Convert every line of the items below into a JSON list of strings, with one string per line. Omit blank lines and leave the pictures out.

--- Supplied data Enclosed Below ---

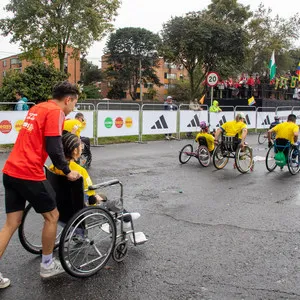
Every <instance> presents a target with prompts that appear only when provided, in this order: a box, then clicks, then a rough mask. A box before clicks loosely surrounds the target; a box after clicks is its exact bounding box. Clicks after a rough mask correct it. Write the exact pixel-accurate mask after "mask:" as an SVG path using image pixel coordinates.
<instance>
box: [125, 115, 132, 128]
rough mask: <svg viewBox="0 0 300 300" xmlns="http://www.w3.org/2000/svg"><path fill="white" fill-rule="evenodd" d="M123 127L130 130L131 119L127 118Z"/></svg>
mask: <svg viewBox="0 0 300 300" xmlns="http://www.w3.org/2000/svg"><path fill="white" fill-rule="evenodd" d="M125 126H126V127H127V128H130V127H131V126H132V118H131V117H127V118H126V119H125Z"/></svg>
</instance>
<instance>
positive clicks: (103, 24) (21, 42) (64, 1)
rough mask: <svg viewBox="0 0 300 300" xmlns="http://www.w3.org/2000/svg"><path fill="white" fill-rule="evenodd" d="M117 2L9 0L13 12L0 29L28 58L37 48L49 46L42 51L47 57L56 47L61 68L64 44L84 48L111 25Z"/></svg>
mask: <svg viewBox="0 0 300 300" xmlns="http://www.w3.org/2000/svg"><path fill="white" fill-rule="evenodd" d="M119 6H120V1H119V0H85V1H82V0H72V1H67V0H55V1H53V0H52V1H49V0H40V1H36V0H22V1H20V0H11V1H10V3H9V4H8V5H6V7H5V9H6V11H8V12H12V13H13V14H14V15H13V17H8V18H5V19H1V20H0V30H2V32H3V35H5V36H7V35H8V34H12V39H11V42H20V46H21V48H22V50H23V51H25V56H26V57H28V58H32V57H36V56H37V53H38V55H39V53H40V51H39V50H40V49H52V50H50V51H49V52H47V51H46V52H45V53H44V54H45V55H46V56H47V57H51V56H53V53H52V52H53V49H56V54H57V55H58V57H59V60H60V70H61V71H63V69H64V58H65V54H66V47H67V45H70V46H72V47H74V48H75V49H78V50H80V51H86V49H87V48H89V47H90V46H91V44H92V43H93V42H94V41H95V40H96V41H97V40H100V39H101V38H102V36H103V34H104V33H105V32H107V31H108V30H110V29H111V28H112V25H111V24H110V22H111V21H112V20H113V17H114V16H115V15H116V11H117V9H118V8H119Z"/></svg>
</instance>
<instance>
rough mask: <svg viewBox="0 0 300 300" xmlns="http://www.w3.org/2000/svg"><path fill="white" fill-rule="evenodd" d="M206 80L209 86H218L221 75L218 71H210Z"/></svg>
mask: <svg viewBox="0 0 300 300" xmlns="http://www.w3.org/2000/svg"><path fill="white" fill-rule="evenodd" d="M206 81H207V84H208V85H209V86H216V85H217V84H218V81H219V75H218V74H217V73H216V72H210V73H208V75H207V80H206Z"/></svg>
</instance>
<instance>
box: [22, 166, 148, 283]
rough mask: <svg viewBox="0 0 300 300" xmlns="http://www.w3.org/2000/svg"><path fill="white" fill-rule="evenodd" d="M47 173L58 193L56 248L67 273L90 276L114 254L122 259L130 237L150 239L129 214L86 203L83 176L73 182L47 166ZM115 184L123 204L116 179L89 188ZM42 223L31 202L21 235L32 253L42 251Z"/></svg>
mask: <svg viewBox="0 0 300 300" xmlns="http://www.w3.org/2000/svg"><path fill="white" fill-rule="evenodd" d="M46 176H47V179H48V180H49V182H50V183H51V185H52V186H53V188H54V190H55V192H56V202H57V208H58V210H59V213H60V216H59V224H60V225H62V226H60V225H58V230H57V236H56V241H55V248H58V251H59V258H60V261H61V264H62V266H63V268H64V269H65V271H66V272H67V273H68V274H70V275H72V276H75V277H79V278H82V277H89V276H91V275H93V274H95V273H96V272H98V271H99V270H100V269H101V268H102V267H104V266H105V264H106V263H107V261H108V260H109V259H110V257H111V256H112V258H113V259H114V260H115V261H116V262H121V261H123V260H124V258H125V257H126V255H127V253H128V240H129V239H130V240H131V242H132V243H133V244H134V245H135V246H136V245H139V244H143V243H145V242H146V241H147V238H146V237H145V235H144V234H143V233H142V232H135V230H134V225H133V222H132V219H131V215H130V214H129V213H123V212H120V213H112V212H109V211H108V210H106V209H104V208H101V207H99V206H86V205H85V202H84V192H85V191H84V190H83V179H82V177H81V178H79V179H78V180H77V181H74V182H71V181H68V180H67V178H66V177H65V176H60V175H56V174H54V173H52V172H51V171H49V170H48V169H47V168H46ZM113 185H119V186H120V200H121V203H123V185H122V183H121V182H120V181H119V180H117V179H114V180H110V181H107V182H102V183H99V184H95V185H92V186H90V187H89V190H96V189H102V188H106V187H109V186H113ZM124 216H128V217H129V218H130V229H129V230H127V231H126V232H125V230H124V227H123V218H124ZM43 222H44V219H43V217H42V216H41V215H40V214H36V213H35V212H34V209H33V208H32V206H31V204H29V205H27V207H26V209H25V212H24V215H23V219H22V222H21V225H20V227H19V230H18V234H19V239H20V242H21V244H22V245H23V247H24V248H25V249H26V250H28V251H29V252H31V253H33V254H41V253H42V245H41V229H42V227H43V226H42V224H43Z"/></svg>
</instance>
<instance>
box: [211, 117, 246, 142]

--- End of Enclosed Supplied data ---

Task answer>
[
  "Every <instance> presents a target with prompts that appear only when provided, in this order: a box, then clicks, then a rough mask. A box before clicks loosely surrounds the target; a box after clicks is its exact bounding box. Clicks after a rough mask correct it. Write the exact pixel-accurate mask after \"mask:\" as an SVG path using image pixel coordinates.",
  "<instance>",
  "box: [125, 115, 132, 128]",
  "rough mask: <svg viewBox=\"0 0 300 300\" xmlns=\"http://www.w3.org/2000/svg\"><path fill=\"white\" fill-rule=\"evenodd\" d=\"M123 127L130 130L131 119L127 118Z\"/></svg>",
  "mask: <svg viewBox=\"0 0 300 300\" xmlns=\"http://www.w3.org/2000/svg\"><path fill=\"white\" fill-rule=\"evenodd\" d=\"M125 126H126V127H127V128H130V127H131V126H132V118H131V117H127V118H126V119H125Z\"/></svg>",
  "</instance>",
  "<instance>",
  "positive clicks: (103, 24) (21, 42) (64, 1)",
  "rough mask: <svg viewBox=\"0 0 300 300\" xmlns=\"http://www.w3.org/2000/svg\"><path fill=\"white\" fill-rule=\"evenodd\" d=\"M117 2L9 0L13 12L0 29L28 58L37 48L49 46L42 51L47 57L56 47L61 68L64 44L84 48L111 25Z\"/></svg>",
  "mask: <svg viewBox=\"0 0 300 300\" xmlns=\"http://www.w3.org/2000/svg\"><path fill=\"white\" fill-rule=\"evenodd\" d=\"M119 6H120V1H119V0H85V1H82V0H72V1H67V0H55V1H53V0H52V1H49V0H40V1H36V0H22V1H20V0H11V1H10V3H9V4H8V5H6V7H5V9H6V11H8V12H12V13H13V14H14V15H13V17H8V18H5V19H1V20H0V30H2V32H3V35H5V36H7V35H8V34H12V39H11V42H20V46H21V48H22V50H23V51H25V56H26V57H28V58H32V57H36V56H37V53H38V55H39V53H40V51H39V50H40V49H52V50H50V51H49V52H47V51H46V52H45V53H44V54H45V55H46V56H47V57H51V56H53V53H52V52H53V49H56V54H57V55H58V57H59V60H60V70H61V71H63V69H64V58H65V54H66V47H67V45H70V46H72V47H74V48H75V49H78V50H80V51H86V49H87V48H89V47H90V46H91V44H92V43H93V42H94V41H95V40H96V41H97V40H100V39H101V38H102V36H103V34H104V33H105V32H107V31H108V30H110V29H111V28H112V25H111V24H110V22H111V21H112V20H113V17H114V16H115V15H116V11H117V9H118V8H119Z\"/></svg>",
  "</instance>",
  "<instance>",
  "rough mask: <svg viewBox=\"0 0 300 300\" xmlns=\"http://www.w3.org/2000/svg\"><path fill=\"white\" fill-rule=\"evenodd\" d=\"M206 80L209 86H218L221 75L218 71H210Z\"/></svg>",
  "mask: <svg viewBox=\"0 0 300 300\" xmlns=\"http://www.w3.org/2000/svg\"><path fill=\"white\" fill-rule=\"evenodd\" d=\"M206 81H207V84H208V85H209V86H216V85H217V84H218V81H219V75H218V74H217V73H216V72H210V73H208V75H207V80H206Z\"/></svg>",
  "</instance>",
  "<instance>",
  "box: [22, 166, 148, 283]",
  "rough mask: <svg viewBox=\"0 0 300 300\" xmlns=\"http://www.w3.org/2000/svg\"><path fill=\"white\" fill-rule=\"evenodd\" d=\"M47 173L58 193L56 248L67 273L90 276L114 254L122 259L130 237L150 239L129 214L86 203L83 176L73 182L47 166ZM115 184L123 204L116 179L89 188ZM42 223L31 202L21 235L32 253L42 251Z\"/></svg>",
  "mask: <svg viewBox=\"0 0 300 300\" xmlns=\"http://www.w3.org/2000/svg\"><path fill=\"white\" fill-rule=\"evenodd\" d=\"M46 176H47V179H48V180H49V182H50V183H51V185H52V186H53V188H54V190H55V192H56V202H57V208H58V210H59V213H60V216H59V224H60V225H62V226H60V225H58V230H57V236H56V241H55V248H58V251H59V258H60V261H61V264H62V266H63V268H64V269H65V271H66V272H67V273H68V274H70V275H72V276H75V277H79V278H82V277H89V276H91V275H93V274H95V273H96V272H98V271H99V270H100V269H101V268H102V267H104V266H105V264H106V263H107V261H108V260H109V259H110V257H111V256H112V258H113V259H114V260H115V261H116V262H121V261H123V260H124V258H125V257H126V255H127V253H128V240H129V239H130V240H131V242H132V243H133V244H134V245H135V246H136V245H139V244H143V243H145V242H146V241H147V238H146V237H145V235H144V234H143V233H142V232H135V230H134V225H133V222H132V219H131V215H130V214H129V213H123V212H120V213H112V212H109V211H108V210H106V209H104V208H101V207H99V206H86V205H85V202H84V192H85V191H84V190H83V179H82V177H81V178H79V179H78V180H77V181H74V182H71V181H68V180H67V178H66V177H65V176H60V175H56V174H54V173H52V172H51V171H49V170H48V169H47V168H46ZM113 185H119V186H120V200H121V203H123V185H122V183H121V182H120V181H119V180H117V179H114V180H110V181H107V182H102V183H99V184H95V185H92V186H90V187H89V190H96V189H102V188H106V187H109V186H113ZM124 216H128V217H129V218H130V229H129V230H127V231H126V232H125V230H124V227H123V218H124ZM43 222H44V219H43V217H42V216H41V215H40V214H36V213H35V212H34V209H33V208H32V206H31V204H29V205H27V207H26V209H25V212H24V215H23V219H22V222H21V225H20V227H19V230H18V234H19V239H20V242H21V244H22V245H23V247H24V248H25V249H26V250H28V251H29V252H31V253H33V254H41V253H42V245H41V229H42V227H43V226H42V224H43Z\"/></svg>",
  "</instance>",
  "<instance>",
  "box: [211, 117, 246, 142]"
]